What you will do: What do the entries below say? Restate them word for word.
───── Available data
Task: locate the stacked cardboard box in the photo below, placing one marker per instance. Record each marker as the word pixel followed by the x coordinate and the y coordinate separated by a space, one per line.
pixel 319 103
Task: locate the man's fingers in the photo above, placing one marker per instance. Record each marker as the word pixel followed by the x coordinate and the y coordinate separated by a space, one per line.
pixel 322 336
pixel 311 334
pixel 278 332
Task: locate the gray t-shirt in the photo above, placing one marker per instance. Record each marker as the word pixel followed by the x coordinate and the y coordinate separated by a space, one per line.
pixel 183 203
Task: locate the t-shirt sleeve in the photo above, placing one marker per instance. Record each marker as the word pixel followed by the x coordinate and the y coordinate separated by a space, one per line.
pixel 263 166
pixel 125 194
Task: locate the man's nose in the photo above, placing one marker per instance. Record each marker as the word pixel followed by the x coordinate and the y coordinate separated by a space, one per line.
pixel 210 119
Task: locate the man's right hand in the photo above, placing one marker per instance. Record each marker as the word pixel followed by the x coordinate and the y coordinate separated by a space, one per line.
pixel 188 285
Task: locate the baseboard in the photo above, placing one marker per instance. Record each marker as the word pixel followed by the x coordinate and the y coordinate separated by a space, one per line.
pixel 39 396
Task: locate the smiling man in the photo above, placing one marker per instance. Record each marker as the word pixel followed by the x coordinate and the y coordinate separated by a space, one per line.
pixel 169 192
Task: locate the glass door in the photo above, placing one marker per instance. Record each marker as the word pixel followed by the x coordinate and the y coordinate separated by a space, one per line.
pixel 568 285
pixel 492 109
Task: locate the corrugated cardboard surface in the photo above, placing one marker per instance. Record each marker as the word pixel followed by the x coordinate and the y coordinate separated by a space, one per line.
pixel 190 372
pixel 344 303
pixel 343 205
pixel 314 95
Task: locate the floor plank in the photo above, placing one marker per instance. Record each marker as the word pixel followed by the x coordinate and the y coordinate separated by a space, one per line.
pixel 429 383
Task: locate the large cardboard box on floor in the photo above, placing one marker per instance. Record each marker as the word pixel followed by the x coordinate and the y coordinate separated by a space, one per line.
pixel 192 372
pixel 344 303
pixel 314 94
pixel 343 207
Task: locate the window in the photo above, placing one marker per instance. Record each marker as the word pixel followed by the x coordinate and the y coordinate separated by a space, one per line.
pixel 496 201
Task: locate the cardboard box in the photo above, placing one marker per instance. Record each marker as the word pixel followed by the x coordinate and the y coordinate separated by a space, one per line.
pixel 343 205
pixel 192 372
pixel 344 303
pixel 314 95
──────────
Solution:
Task: locate the stacked cardboard box in the photo below, placing one marker per instance. Record each marker as the word pixel followed by the x coordinate and the y coordinate separated by a space, one per line.
pixel 319 103
Task: locate the man's fingers in the photo above, placing one marker per instance. Record each marker as the word pixel followed by the x coordinate and the y coordinate separated by a space, one per line.
pixel 322 336
pixel 311 334
pixel 278 332
Task: locate the gray t-shirt in the photo above, placing one marker per instance. Record each marker as the word pixel followed by the x coordinate and the y coordinate separated by a space, one per line.
pixel 183 203
Task: locate the t-shirt sleeve in the photo above, placing one marker per instance. Record each marker as the word pixel followed by the x coordinate and the y coordinate separated by a space, one per line.
pixel 263 166
pixel 125 194
Task: locate the man's nose in the photo above, placing one marker per instance. Record each marker as the word pixel followed by the x coordinate and the y coordinate separated by a space, one per line.
pixel 210 119
Task: locate the man's right hand in the photo above, placing one marker per instance. Record each marker as the word pixel followed by the x coordinate and the y coordinate separated by a space, one per line.
pixel 188 285
Task: locate the baseboard in the photo above, placing one marker per instance. Record each marker as the word pixel followed by the x coordinate and the y coordinate separated by a space, one per line.
pixel 39 396
Task: locate the smiling man in the photo above, placing one marker per instance. Record each marker as the word pixel followed by the x coordinate and the y coordinate separated by a space, one per line.
pixel 169 192
Task: locate the glass door in the photo above, placing one marker per instance. Record each marker as the word pixel followed by the x coordinate and the y coordinate separated by a space, one per line.
pixel 568 285
pixel 492 109
Task: locate the corrugated cardboard surface in the photo above, placing one marker per instance. Record each marker as the word pixel followed by the x coordinate and the y coordinate separated by a space, one per line.
pixel 190 372
pixel 344 303
pixel 343 205
pixel 314 95
Task: locate the floor plank in the photo above, placing one marker per instance. Record each marker as the word pixel followed by the x coordinate and the y coordinate separated by a space, one per line.
pixel 429 383
Task: locate the large cardboard box on floor in the photo above, placing one marker per instance. Record each marker as the word pixel followed by the x coordinate and the y coordinate separated by a space, one per line.
pixel 192 372
pixel 344 303
pixel 314 94
pixel 343 207
Task: locate the window in the photo above, placing one marker per instance. Record each marker as the word pixel followed by the x coordinate and the y coordinate separated by a space, one per line.
pixel 496 201
Task: locate the cardboard box in the photo above, placing one marker per instance. Record each marker as the word pixel followed by the x coordinate and the y coordinate separated by a space, one per line.
pixel 343 205
pixel 192 372
pixel 344 303
pixel 314 95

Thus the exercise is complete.